An exact reproduction of all the data is needed, with no images in it.
:::::
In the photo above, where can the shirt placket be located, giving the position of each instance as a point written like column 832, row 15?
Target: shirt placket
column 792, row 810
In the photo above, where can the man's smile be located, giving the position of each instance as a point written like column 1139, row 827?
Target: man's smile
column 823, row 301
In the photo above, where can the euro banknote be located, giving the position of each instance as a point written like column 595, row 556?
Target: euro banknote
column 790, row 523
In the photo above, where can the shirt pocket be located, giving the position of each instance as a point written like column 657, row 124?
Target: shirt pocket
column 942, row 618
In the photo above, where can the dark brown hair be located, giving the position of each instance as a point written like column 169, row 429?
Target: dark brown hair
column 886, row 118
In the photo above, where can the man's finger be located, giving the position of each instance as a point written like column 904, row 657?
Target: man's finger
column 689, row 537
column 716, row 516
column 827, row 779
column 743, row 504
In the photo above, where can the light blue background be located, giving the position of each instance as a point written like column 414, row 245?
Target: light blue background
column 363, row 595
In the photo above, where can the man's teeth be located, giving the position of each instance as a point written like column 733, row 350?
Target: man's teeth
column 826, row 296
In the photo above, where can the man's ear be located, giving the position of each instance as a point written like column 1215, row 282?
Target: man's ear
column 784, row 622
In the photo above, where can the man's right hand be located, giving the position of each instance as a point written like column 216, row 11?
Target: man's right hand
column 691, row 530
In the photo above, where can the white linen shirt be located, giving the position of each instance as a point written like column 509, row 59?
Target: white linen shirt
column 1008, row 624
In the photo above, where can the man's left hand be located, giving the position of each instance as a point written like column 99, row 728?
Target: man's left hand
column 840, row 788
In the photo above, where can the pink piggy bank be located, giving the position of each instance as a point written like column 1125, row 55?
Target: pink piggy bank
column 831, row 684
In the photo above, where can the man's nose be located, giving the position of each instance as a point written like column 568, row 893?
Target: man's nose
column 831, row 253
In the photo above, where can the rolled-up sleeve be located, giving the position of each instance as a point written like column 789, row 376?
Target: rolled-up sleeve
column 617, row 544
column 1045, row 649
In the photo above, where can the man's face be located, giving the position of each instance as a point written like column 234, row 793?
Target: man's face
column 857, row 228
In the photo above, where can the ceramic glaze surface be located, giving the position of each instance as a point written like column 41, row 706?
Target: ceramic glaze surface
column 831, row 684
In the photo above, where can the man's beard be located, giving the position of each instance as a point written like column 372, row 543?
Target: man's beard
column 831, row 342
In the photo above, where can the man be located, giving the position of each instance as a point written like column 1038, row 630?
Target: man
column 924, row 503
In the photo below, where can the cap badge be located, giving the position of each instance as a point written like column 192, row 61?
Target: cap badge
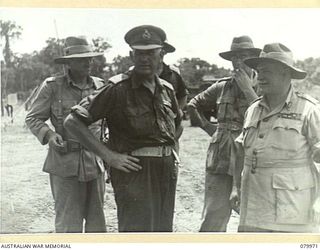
column 146, row 34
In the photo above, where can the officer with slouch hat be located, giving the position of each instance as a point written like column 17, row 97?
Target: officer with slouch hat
column 280, row 182
column 76, row 174
column 229, row 97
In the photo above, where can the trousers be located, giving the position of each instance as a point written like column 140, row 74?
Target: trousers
column 78, row 205
column 217, row 209
column 145, row 199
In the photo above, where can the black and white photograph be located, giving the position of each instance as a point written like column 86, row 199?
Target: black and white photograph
column 197, row 121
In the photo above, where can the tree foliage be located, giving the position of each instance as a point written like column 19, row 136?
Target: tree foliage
column 193, row 70
column 9, row 31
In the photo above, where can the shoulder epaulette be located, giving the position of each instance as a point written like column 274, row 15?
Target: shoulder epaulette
column 255, row 100
column 308, row 98
column 175, row 69
column 118, row 78
column 224, row 79
column 51, row 79
column 167, row 84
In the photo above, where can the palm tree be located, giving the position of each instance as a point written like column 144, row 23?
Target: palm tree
column 9, row 31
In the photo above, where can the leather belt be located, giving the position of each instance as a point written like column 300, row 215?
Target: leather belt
column 73, row 146
column 157, row 151
column 230, row 126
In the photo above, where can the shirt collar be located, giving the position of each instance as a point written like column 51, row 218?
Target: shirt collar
column 136, row 83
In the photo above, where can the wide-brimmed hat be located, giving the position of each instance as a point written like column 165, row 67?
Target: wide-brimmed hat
column 240, row 43
column 168, row 48
column 277, row 52
column 76, row 47
column 145, row 37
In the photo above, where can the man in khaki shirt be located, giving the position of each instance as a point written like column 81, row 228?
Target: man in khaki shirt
column 76, row 174
column 281, row 141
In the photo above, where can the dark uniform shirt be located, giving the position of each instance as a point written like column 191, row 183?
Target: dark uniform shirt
column 173, row 76
column 136, row 117
column 53, row 101
column 230, row 104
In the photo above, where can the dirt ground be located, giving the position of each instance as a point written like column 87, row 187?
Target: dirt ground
column 26, row 200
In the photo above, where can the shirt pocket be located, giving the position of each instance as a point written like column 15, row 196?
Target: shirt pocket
column 65, row 107
column 293, row 197
column 225, row 107
column 140, row 120
column 250, row 132
column 285, row 134
column 169, row 117
column 214, row 151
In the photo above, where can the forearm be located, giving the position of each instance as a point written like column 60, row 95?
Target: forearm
column 198, row 119
column 250, row 94
column 182, row 102
column 238, row 166
column 39, row 128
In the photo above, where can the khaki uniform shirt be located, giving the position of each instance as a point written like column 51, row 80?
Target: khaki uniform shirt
column 279, row 176
column 136, row 117
column 53, row 101
column 230, row 104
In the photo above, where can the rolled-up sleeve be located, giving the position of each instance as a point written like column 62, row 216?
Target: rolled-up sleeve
column 312, row 127
column 40, row 112
column 96, row 106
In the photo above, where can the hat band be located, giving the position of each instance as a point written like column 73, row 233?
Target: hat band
column 77, row 49
column 242, row 45
column 285, row 57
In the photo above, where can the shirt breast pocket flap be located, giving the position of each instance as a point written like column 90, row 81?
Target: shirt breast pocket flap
column 288, row 124
column 293, row 197
column 67, row 105
column 286, row 134
column 168, row 109
column 249, row 132
column 225, row 100
column 64, row 108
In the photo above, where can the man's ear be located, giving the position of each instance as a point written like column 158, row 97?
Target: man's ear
column 162, row 53
column 131, row 55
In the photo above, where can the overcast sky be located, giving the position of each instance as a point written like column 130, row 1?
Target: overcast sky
column 195, row 32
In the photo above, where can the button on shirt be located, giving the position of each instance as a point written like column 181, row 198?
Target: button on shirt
column 47, row 105
column 136, row 117
column 176, row 80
:::::
**Answer to the exercise:**
In the photo above, where can the shirt placket be located, giving the position of each instance as a point written like column 832, row 15?
Target: shirt placket
column 792, row 810
In the photo above, where can the man's smile be located, giving the position of each instance as a point written like column 1139, row 827?
Target: man's smile
column 823, row 301
In the photo above, where can the euro banknote be located, giving the position of each instance as a point written like column 595, row 556?
Target: euro banknote
column 790, row 523
In the photo above, where can the shirt pocket be located, giving the position of each instance as a point written like column 657, row 124?
Target: shirt pocket
column 942, row 618
In the photo above, where can the dark brown hair be located, giving the position of each instance as a point written like column 169, row 429?
Target: dark brown hair
column 886, row 118
In the photo above, where can the man's finger be located, giving the position of each instance as a point written like column 904, row 657?
Target: man's finger
column 689, row 537
column 716, row 516
column 827, row 779
column 743, row 504
In the photo above, where can the light blue background be located, giving the position of each instance as a point written like column 414, row 245?
Target: light blue background
column 363, row 595
In the photo above, where can the man's teeth be located, giving the position of each instance as a point written like column 733, row 350?
Target: man's teeth
column 826, row 296
In the photo above, where can the man's ear be located, giving the position of each instance as a point written like column 1215, row 282?
Target: man's ear
column 784, row 622
In the photo above, where can the man's right hand be located, giving the position of each instance as a point written like column 216, row 11?
Target: man's right hand
column 691, row 530
In the photo above, where can the white linen shirt be located, giving the position of each instance as a point written like column 509, row 59?
Target: white linen shirt
column 1008, row 624
In the photo above, where can the man's left hand be located, giving the position of each instance as a point written like column 99, row 728?
Target: man's left hand
column 840, row 788
In the photo above, where can the pink piggy bank be located, giving the position of each instance as a point written like column 1125, row 55?
Target: pink piggy bank
column 831, row 684
In the photo above, where can the man's nose be located, giving the position of each instance as a point written like column 568, row 893?
Target: man's nose
column 831, row 253
In the photo above, where can the rolled-up sleeve be located, giving the position of each instance as a point written like column 789, row 376?
Target: rolled-up sleeve
column 617, row 544
column 1045, row 649
In the photo above, where can the man's face be located, giving the position of each instance as a point written like column 234, row 793?
Target: man's face
column 857, row 228
In the photo above, where can the ceramic glaze surface be located, giving the position of each instance as a point written like column 41, row 706?
Target: ceramic glaze surface
column 831, row 684
In the photo above, where can the man's beard be located, giving the position of each instance as a point written like column 372, row 543?
Target: man's beard
column 831, row 342
In the photo above, where can the man be located, giving the position of each instance as a point written like column 1038, row 630?
Target: man
column 924, row 503
In the photo below, where can the cap badge be located, giving the position of each instance as a point written like column 192, row 61?
Target: cap badge
column 146, row 34
In the photo above, where can the officer with slouch hat be located, giving the position of each instance as a point written like column 17, row 97?
Target: officer with slouch hat
column 280, row 182
column 76, row 174
column 229, row 97
In the photo above, where can the trousers be located, giving the position of each instance as a point written like column 140, row 74?
Target: trousers
column 78, row 205
column 217, row 209
column 145, row 199
In the photo above, where can the black and white photograph be located, giving the position of each instance as a point written like column 86, row 199?
Target: black and white photograph
column 197, row 121
In the photo above, where can the tree foliage be located, giving the position of each instance as a point written like column 19, row 136?
Target: tree foliage
column 193, row 70
column 9, row 31
In the photo above, where can the shoulder epaulette be located, giving the position of each instance as a point written like column 274, row 15?
Target: shoulder epaulette
column 255, row 100
column 308, row 98
column 175, row 69
column 118, row 78
column 224, row 79
column 51, row 79
column 167, row 84
In the photo above, where can the palm tree be located, giving the position of each instance as a point written like column 144, row 23?
Target: palm tree
column 9, row 31
In the photo above, where can the leather belt be located, giving the position of each instance as a point written like column 300, row 215?
Target: leather belt
column 73, row 146
column 157, row 151
column 230, row 126
In the photo above, where can the shirt collar be located, giving the position of each instance as a point written like column 51, row 218?
Target: shirt collar
column 136, row 83
In the photo above, where can the wide-brimmed hat be located, giving the position of each instance as a point written like column 165, row 67?
Target: wide-brimmed hat
column 240, row 43
column 168, row 48
column 277, row 52
column 76, row 47
column 145, row 37
In the photo above, where can the man in khaki shirt be located, giving the position of each instance as a point written like column 81, row 228?
Target: man in khaki shirt
column 76, row 174
column 281, row 141
In the photo above, where can the dark uniform shirt be located, giving the position of each instance as a point written like column 191, row 183?
Target: dark uniform shirt
column 173, row 76
column 136, row 117
column 53, row 101
column 230, row 104
In the photo above, where can the dirt ground be located, giving the position of each instance as a point written like column 87, row 187?
Target: dirt ground
column 26, row 200
In the photo above, where can the shirt pocket be located, giving the position of each instance as a point written like column 15, row 196?
Target: shirt pocket
column 65, row 107
column 293, row 197
column 225, row 107
column 140, row 120
column 250, row 132
column 285, row 134
column 169, row 117
column 214, row 151
In the photo above, where can the forearm be located, giving the position of each instance as a point written like column 60, row 95?
Target: forearm
column 198, row 119
column 250, row 94
column 182, row 102
column 238, row 166
column 39, row 128
In the photo above, where can the khaki uniform shirt be located, giving the position of each instance as a point written like column 51, row 80?
Target: khaki uniform shirt
column 279, row 176
column 136, row 117
column 53, row 101
column 230, row 104
In the photo above, where can the rolled-up sleeve be located, giving the position of each instance as a point written like column 62, row 216?
Target: rolled-up sleeve
column 312, row 127
column 40, row 112
column 96, row 106
In the photo above, where can the hat band be located, giving the position of each instance as a point written like column 73, row 233?
Target: hat band
column 77, row 49
column 242, row 45
column 285, row 57
In the photo above, where can the shirt breast pocket flap be located, giving the position of each instance as a point written like column 90, row 81?
Target: shirt breast pocket flap
column 288, row 124
column 293, row 197
column 67, row 105
column 286, row 134
column 168, row 109
column 249, row 132
column 225, row 100
column 64, row 108
In the photo above, where can the man's ear be located, giving the position of each instance as a point written like column 158, row 97?
Target: man's ear
column 162, row 53
column 131, row 55
In the photo above, where can the overcast sky be located, giving the position of each instance as a point written like column 130, row 1?
Target: overcast sky
column 195, row 32
In the photo above, where can the button on shirt be located, giving the position of each instance as a point written like column 181, row 198?
Target: button on shirt
column 47, row 105
column 136, row 117
column 176, row 80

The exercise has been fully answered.